Instructions to follow:
What is needed is each line of the data below that holds the string "following".

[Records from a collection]
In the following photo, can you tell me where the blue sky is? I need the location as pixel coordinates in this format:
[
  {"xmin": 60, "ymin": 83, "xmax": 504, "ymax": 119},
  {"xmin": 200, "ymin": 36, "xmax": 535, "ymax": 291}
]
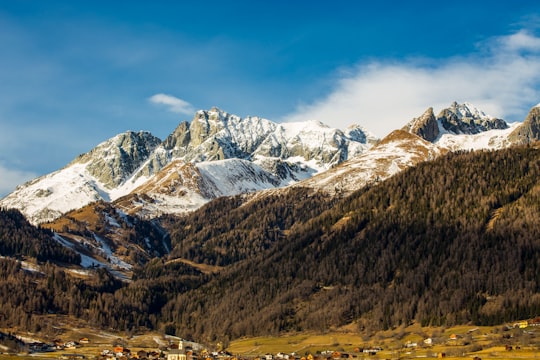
[{"xmin": 1, "ymin": 0, "xmax": 540, "ymax": 196}]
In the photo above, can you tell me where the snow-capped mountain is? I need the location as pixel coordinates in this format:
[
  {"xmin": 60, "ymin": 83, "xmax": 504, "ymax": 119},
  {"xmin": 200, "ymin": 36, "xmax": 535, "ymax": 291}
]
[
  {"xmin": 0, "ymin": 131, "xmax": 161, "ymax": 224},
  {"xmin": 3, "ymin": 102, "xmax": 539, "ymax": 225},
  {"xmin": 403, "ymin": 102, "xmax": 509, "ymax": 140},
  {"xmin": 291, "ymin": 129, "xmax": 447, "ymax": 196},
  {"xmin": 295, "ymin": 101, "xmax": 539, "ymax": 197},
  {"xmin": 438, "ymin": 101, "xmax": 508, "ymax": 135},
  {"xmin": 0, "ymin": 107, "xmax": 377, "ymax": 224},
  {"xmin": 128, "ymin": 107, "xmax": 377, "ymax": 182},
  {"xmin": 403, "ymin": 101, "xmax": 524, "ymax": 150}
]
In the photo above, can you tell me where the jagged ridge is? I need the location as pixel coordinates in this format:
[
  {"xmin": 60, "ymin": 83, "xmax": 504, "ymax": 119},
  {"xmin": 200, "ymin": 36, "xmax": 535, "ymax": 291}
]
[{"xmin": 0, "ymin": 107, "xmax": 377, "ymax": 224}]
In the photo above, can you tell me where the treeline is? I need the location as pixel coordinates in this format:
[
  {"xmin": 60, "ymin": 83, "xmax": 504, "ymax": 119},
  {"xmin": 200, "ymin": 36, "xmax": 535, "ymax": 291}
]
[{"xmin": 0, "ymin": 208, "xmax": 80, "ymax": 264}]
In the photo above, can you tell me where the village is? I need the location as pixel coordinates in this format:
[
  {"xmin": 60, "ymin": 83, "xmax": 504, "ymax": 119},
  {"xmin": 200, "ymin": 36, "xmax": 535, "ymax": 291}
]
[
  {"xmin": 4, "ymin": 336, "xmax": 388, "ymax": 360},
  {"xmin": 3, "ymin": 318, "xmax": 540, "ymax": 360}
]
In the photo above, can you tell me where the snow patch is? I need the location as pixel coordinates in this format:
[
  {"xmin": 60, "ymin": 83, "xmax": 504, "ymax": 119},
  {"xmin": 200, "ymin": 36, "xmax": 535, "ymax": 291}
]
[{"xmin": 435, "ymin": 122, "xmax": 520, "ymax": 151}]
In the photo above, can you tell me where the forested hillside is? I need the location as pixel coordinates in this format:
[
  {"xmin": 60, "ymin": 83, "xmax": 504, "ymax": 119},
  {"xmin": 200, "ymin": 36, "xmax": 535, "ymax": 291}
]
[
  {"xmin": 1, "ymin": 145, "xmax": 540, "ymax": 343},
  {"xmin": 0, "ymin": 209, "xmax": 80, "ymax": 264},
  {"xmin": 163, "ymin": 187, "xmax": 336, "ymax": 266},
  {"xmin": 162, "ymin": 145, "xmax": 540, "ymax": 341}
]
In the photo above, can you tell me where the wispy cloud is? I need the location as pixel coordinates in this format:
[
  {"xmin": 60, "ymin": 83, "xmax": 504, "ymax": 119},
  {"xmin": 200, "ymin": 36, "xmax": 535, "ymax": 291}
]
[
  {"xmin": 149, "ymin": 93, "xmax": 195, "ymax": 115},
  {"xmin": 283, "ymin": 30, "xmax": 540, "ymax": 137},
  {"xmin": 0, "ymin": 163, "xmax": 36, "ymax": 197}
]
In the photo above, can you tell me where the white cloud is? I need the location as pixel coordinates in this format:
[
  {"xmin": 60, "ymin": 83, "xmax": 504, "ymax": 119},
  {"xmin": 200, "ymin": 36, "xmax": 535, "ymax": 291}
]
[
  {"xmin": 283, "ymin": 30, "xmax": 540, "ymax": 138},
  {"xmin": 0, "ymin": 164, "xmax": 37, "ymax": 198},
  {"xmin": 499, "ymin": 29, "xmax": 540, "ymax": 52},
  {"xmin": 149, "ymin": 93, "xmax": 194, "ymax": 115}
]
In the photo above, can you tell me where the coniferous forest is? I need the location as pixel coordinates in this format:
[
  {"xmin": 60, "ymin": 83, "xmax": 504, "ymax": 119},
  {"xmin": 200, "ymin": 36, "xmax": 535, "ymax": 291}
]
[{"xmin": 1, "ymin": 145, "xmax": 540, "ymax": 342}]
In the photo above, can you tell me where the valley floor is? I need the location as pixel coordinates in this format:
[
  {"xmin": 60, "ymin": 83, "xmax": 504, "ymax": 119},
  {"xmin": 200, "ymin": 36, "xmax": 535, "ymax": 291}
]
[{"xmin": 2, "ymin": 323, "xmax": 540, "ymax": 360}]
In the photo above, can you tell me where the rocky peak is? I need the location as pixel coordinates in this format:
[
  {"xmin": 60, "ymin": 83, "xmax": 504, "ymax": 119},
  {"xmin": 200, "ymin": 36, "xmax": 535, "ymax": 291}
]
[
  {"xmin": 508, "ymin": 105, "xmax": 540, "ymax": 145},
  {"xmin": 71, "ymin": 131, "xmax": 161, "ymax": 188},
  {"xmin": 402, "ymin": 107, "xmax": 439, "ymax": 142},
  {"xmin": 437, "ymin": 101, "xmax": 508, "ymax": 135},
  {"xmin": 449, "ymin": 101, "xmax": 489, "ymax": 119},
  {"xmin": 163, "ymin": 121, "xmax": 191, "ymax": 150},
  {"xmin": 345, "ymin": 124, "xmax": 379, "ymax": 145},
  {"xmin": 190, "ymin": 109, "xmax": 221, "ymax": 147}
]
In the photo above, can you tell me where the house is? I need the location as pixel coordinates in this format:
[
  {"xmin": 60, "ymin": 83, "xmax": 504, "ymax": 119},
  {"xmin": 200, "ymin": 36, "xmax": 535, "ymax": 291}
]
[
  {"xmin": 65, "ymin": 341, "xmax": 79, "ymax": 349},
  {"xmin": 60, "ymin": 354, "xmax": 86, "ymax": 360},
  {"xmin": 362, "ymin": 348, "xmax": 381, "ymax": 356},
  {"xmin": 114, "ymin": 346, "xmax": 124, "ymax": 355},
  {"xmin": 53, "ymin": 339, "xmax": 65, "ymax": 348},
  {"xmin": 168, "ymin": 343, "xmax": 186, "ymax": 360}
]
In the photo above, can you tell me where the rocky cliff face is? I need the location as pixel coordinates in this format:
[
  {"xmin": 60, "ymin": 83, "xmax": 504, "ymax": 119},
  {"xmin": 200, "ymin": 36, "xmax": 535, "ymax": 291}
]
[
  {"xmin": 402, "ymin": 107, "xmax": 440, "ymax": 142},
  {"xmin": 437, "ymin": 101, "xmax": 508, "ymax": 135},
  {"xmin": 508, "ymin": 106, "xmax": 540, "ymax": 145},
  {"xmin": 71, "ymin": 131, "xmax": 161, "ymax": 188},
  {"xmin": 131, "ymin": 107, "xmax": 376, "ymax": 183}
]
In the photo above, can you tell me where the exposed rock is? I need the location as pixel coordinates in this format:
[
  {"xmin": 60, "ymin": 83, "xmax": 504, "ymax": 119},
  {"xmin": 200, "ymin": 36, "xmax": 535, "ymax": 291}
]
[
  {"xmin": 437, "ymin": 101, "xmax": 508, "ymax": 135},
  {"xmin": 508, "ymin": 106, "xmax": 540, "ymax": 145},
  {"xmin": 402, "ymin": 107, "xmax": 439, "ymax": 142},
  {"xmin": 72, "ymin": 131, "xmax": 161, "ymax": 188}
]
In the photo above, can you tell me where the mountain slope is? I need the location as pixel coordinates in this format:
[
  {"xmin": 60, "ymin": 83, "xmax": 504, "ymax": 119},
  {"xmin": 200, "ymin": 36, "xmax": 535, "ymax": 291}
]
[
  {"xmin": 42, "ymin": 201, "xmax": 171, "ymax": 273},
  {"xmin": 0, "ymin": 131, "xmax": 161, "ymax": 224},
  {"xmin": 160, "ymin": 144, "xmax": 540, "ymax": 340},
  {"xmin": 508, "ymin": 105, "xmax": 540, "ymax": 144},
  {"xmin": 1, "ymin": 144, "xmax": 540, "ymax": 339},
  {"xmin": 114, "ymin": 158, "xmax": 289, "ymax": 218},
  {"xmin": 0, "ymin": 208, "xmax": 81, "ymax": 264},
  {"xmin": 294, "ymin": 129, "xmax": 446, "ymax": 196}
]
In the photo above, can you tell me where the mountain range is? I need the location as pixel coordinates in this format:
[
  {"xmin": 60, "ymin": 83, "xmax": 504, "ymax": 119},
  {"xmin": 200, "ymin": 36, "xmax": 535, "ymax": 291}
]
[
  {"xmin": 3, "ymin": 102, "xmax": 538, "ymax": 226},
  {"xmin": 1, "ymin": 100, "xmax": 540, "ymax": 340},
  {"xmin": 0, "ymin": 101, "xmax": 539, "ymax": 273},
  {"xmin": 1, "ymin": 139, "xmax": 540, "ymax": 342},
  {"xmin": 0, "ymin": 102, "xmax": 540, "ymax": 272},
  {"xmin": 0, "ymin": 107, "xmax": 377, "ymax": 225}
]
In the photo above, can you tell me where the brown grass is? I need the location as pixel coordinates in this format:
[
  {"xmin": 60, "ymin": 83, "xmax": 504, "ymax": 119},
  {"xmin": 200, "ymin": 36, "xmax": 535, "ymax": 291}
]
[{"xmin": 165, "ymin": 258, "xmax": 223, "ymax": 275}]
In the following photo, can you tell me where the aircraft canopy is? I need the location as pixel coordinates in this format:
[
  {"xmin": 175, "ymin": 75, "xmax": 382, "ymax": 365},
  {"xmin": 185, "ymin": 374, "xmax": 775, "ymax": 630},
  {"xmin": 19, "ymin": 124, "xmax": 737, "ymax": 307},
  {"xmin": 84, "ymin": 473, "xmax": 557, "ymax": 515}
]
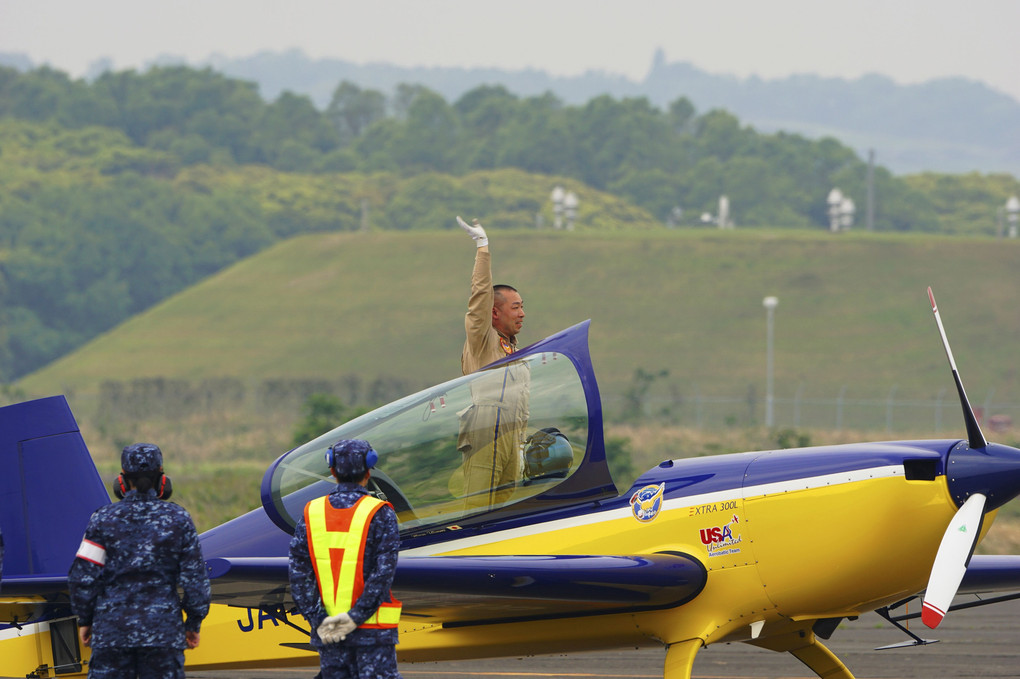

Result:
In the following photo, can you tell me where the blue sky is? I need the location as pixel coordinates in this format:
In the following photo, can you tell me where the aircraft canopy is? I need the location as pixel coordinates in this format:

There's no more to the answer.